所附文章 »
****************

三種方法實現Hadoop(MapReduce)全局排序(1)

我們可能會有些需求要求MapReduce的輸出全局有序,這裏說的有序是指Key全局有序。但是我們知道,MapReduce默認只是保證同一個分區內的Key是有序的,但是不保證全局有序。基於此,本文提供三種方法來對MapReduce的輸出進行全局排序。

|文章目錄|
|:
|1.生成測試數據
|2.使用一個Reduce進行排序
|3.自定義分區函數實現全局有序

1.生成測試數據

在介紹如何實現之前,我們先來生成一些測試數據,實現如下:

#!/bin/sh
 
for i in {1..100000};do
        echo $RANDOM
done;

將上面的代碼保存到 iteblog.sh 的文件裏面,然後運行

$ sh iteblog.sh > data1
$ sh iteblog.sh > data2
$ hadoop fs -put data1 /user/iteblog/input
$ hadoop fs -put data2 /user/iteblog/input

$RANDOM 變量是Shell內置的,使用它能夠生成五位內的隨機正整數。上面我們一共運行了兩次,這樣我們就有兩份隨機數文件data1和data2;最後我們把生成的隨機數文件上傳到HDFS上。現在我們可以來寫程序對這兩個文件裏面的數據進行排序了。

****************

任務說明 » 請輸出所附文章中從「將上面的代碼保存到 iteblog.sh 的文件裏面,然後運行」起一直到「個文件裏面的數據進行排序了。」為止的全部文字,一字不改。

顯示資料 »
****************

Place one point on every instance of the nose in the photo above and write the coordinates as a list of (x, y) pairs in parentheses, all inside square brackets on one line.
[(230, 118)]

****************

書面回答 »
將上面的代碼保存到 iteblog.sh 的文件裏面,然後運行

$ sh iteblog.sh > data1
$ sh iteblog.sh > data2
$ hadoop fs -put data1 /user/iteblog/input
$ hadoop fs -put data2 /user/iteblog/input

$RANDOM 變量是Shell內置的,使用它能夠生成五位內的隨機正整數。上面我們一共運行了兩次,這樣我們就有兩份隨機數文件data1和data2;最後我們把生成的隨機數文件上傳到HDFS上。現在我們可以來寫程序對這兩個文件裏面的數據進行排序了。